** Text under study follows **
A friend told me that she had recently struck up a casual conversation with a middle-aged woman she met at a social gathering.
During their small talk, my friend asked, "How many children do you have?"
"I had two," the woman replied. "But one was killed in Iraq."
My friend said she was speechless. "I could not think of one comforting thing to say," she told me.
Finally, she said to the grieving mother, "I am sure you are very proud of your son's service."
On Memorial Day weekend, what can I write about except George Bush's filthy and futile Iraq War?
I'm proud that I opposed the war in Iraq. President George W. Bush's disingenuous sales pitches fooled most of America….but not me.
In my March 2003 column, written just hours before the Iraq invasion, I stated, "Bush owes Americans more candor than he has given us."
More than two years later, we're still waiting for honest answers about America's future in Iraq.
Iraq is a disaster. The U.S. death total now stands at 1655. Even the most hardened Bush apologists have been silenced by the totality of the mess in Iraq.
Remember the euphoria of the Iraqi elections?
Here's the harsh post-election truth: according to the Associated Press and based on statistics from police, hospitals and military officials, more than 620 people, including 58 U.S. troops, have been killed since April 28.
Included in the slaughter were 89 car bombs that killed at least 355 people. An additional five suicide bombings by individuals wearing explosives killed 107 people.
For those who are delusional enough to hope that everything will work out in Iraq, some evaluations from high-ranking U.S. officials might jar you into reality.
A May 20th New York Times story titled "Generals Offer a Sober Outlook on Iraqi War" offered a bleak picture of the U.S. ability to quell the insurgency.
The best one general could muster up was this grim forecast: "It's going to succeed in the long run, even if it takes years, many years."
The Los Angeles Times provided another insightful news item with its May 22nd story by Mark Mazzetti, "Officers Plot Exit Strategy."
Mazzetti wrote that last year Army lieutenants and captains left the service at an annual rate of 8.7% indicating
"An undercurrent of discontent within the Army's young officer corps…Young captains in the Army are looking ahead to repeated combat tours, years away from their families and a global war that their commanders tell them could last for decades. Many officers…are deciding that it is a future they can't sign up for."
Finally, from the soldiers themselves comes a cry for help.
According to the G.I. Rights Hotline, more than 3,000 soldiers or recruits call looking for information about the consequences of going A.W.O.L.
A phone volunteer says that almost all the callers have made up their minds to get out. The latest Pentagon figures put the current A.W.O.L. total at 5, 133.
As always when I write critically about the Iraq War, I conclude with the same question: "Where is the outrage?"
One reason the American public is so uninformed about Iraq is because the media has not covered the war adequately.
If you lived though the Vietnam era and recall, as I do, the nightly images of carnage that helped awaken America, you might be wondering why we aren't getting similar photojournalism from Iraq.
The Los Angeles Times broke down the actual number of pictures of Americans killed in action during a recent six-month period in Iraq.
** End of Text under study **
** Data block follows **
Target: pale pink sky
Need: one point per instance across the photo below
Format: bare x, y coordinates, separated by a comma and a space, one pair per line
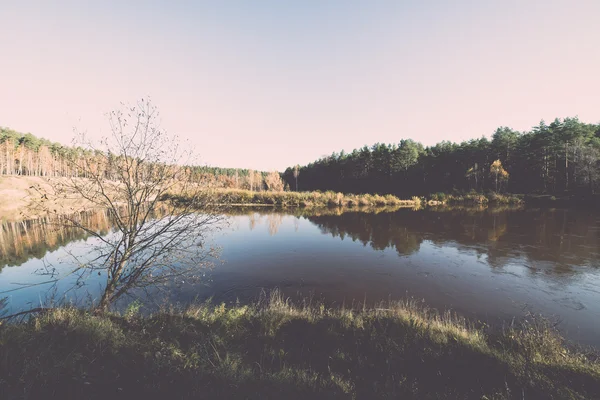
** End of Data block **
* Tasks for this exercise:
1. State the U.S. death total that the Iraq War column reports.
2. Summarize the Iraq War column in two sentences.

* Answer section:
1. The U.S. death total stands at 1655.

2. Writing on Memorial Day weekend, the author, who opposed the Iraq War, calls it a disaster, citing 1655 U.S. deaths and more than 620 people killed since April 28. Pointing to generals' bleak outlooks, young officers leaving the Army, and soldiers calling about going A.W.O.L., the author asks "Where is the outrage?" and blames the media for not covering the war adequately.